## [WHAT YOU ARE ASKED TO DO]
Rewrite the stretch of the records from the line containing "If you could mark the flush" through the end, substituting "wall switch plate" for "light switch plate" and leaving everything else unchanged.

#### SUPPLIED DATA

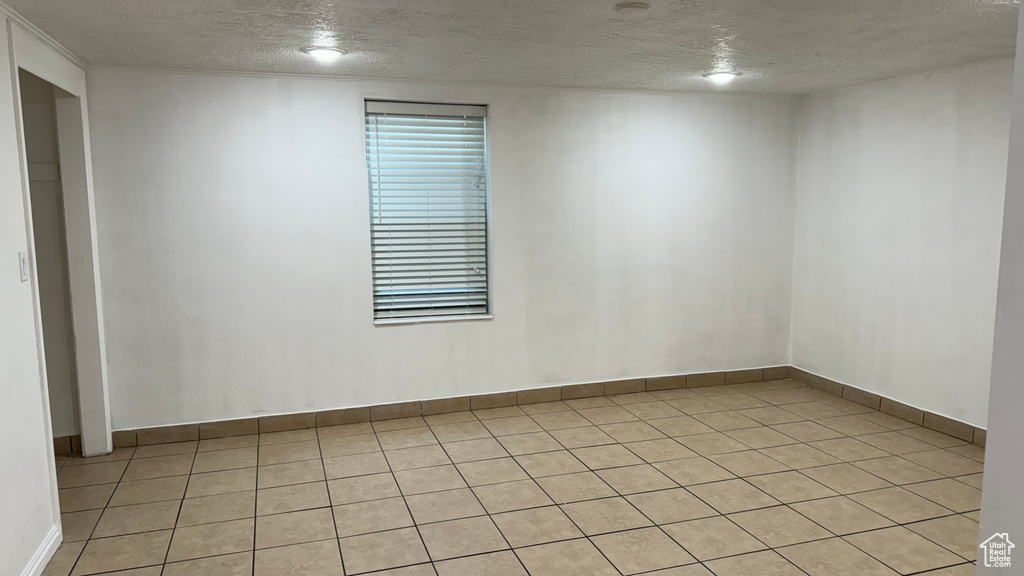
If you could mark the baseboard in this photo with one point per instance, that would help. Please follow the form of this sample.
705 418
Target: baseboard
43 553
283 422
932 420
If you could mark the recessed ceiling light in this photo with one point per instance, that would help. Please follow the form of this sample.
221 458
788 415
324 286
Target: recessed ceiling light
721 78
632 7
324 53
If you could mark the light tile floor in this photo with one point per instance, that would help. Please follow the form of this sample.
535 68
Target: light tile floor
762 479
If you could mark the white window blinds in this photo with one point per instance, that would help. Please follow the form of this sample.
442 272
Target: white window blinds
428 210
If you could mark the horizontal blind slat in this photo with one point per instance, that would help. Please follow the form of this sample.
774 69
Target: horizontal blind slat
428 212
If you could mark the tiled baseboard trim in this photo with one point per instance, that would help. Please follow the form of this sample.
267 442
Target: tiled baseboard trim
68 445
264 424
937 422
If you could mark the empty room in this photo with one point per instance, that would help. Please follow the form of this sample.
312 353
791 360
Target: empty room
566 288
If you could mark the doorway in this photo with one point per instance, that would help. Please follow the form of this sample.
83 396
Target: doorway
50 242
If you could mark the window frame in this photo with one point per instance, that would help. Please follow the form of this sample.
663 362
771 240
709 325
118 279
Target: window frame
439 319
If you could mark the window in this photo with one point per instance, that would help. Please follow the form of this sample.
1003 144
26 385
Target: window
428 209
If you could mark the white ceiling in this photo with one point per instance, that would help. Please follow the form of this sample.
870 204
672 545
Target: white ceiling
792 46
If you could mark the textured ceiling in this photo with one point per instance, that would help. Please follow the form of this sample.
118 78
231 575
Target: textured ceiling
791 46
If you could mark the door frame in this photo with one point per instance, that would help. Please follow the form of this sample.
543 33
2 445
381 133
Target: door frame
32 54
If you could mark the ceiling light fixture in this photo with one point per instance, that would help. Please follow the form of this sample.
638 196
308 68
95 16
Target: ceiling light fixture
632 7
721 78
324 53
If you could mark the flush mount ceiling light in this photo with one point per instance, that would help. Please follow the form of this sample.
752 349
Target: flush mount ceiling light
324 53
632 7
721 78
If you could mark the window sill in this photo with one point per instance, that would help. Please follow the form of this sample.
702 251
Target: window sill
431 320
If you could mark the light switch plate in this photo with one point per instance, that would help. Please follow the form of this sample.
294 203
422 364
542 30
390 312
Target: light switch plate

########

## [IN RESPONSE]
If you could mark the flush mount ceiling light in this photo with one point per instance, that would help. Please follow the form of this sample.
752 349
Target: flush mount ceiling light
324 53
632 7
721 78
If you could mark the window sill in this photo with one point per instance, that would help. Please follow the form of this sample.
702 251
Target: window sill
431 320
If you could mark the wall switch plate in this photo with one point per instance, that would help. Please follow the form of this sample.
294 203
422 364
542 30
390 312
Target: wall switch plate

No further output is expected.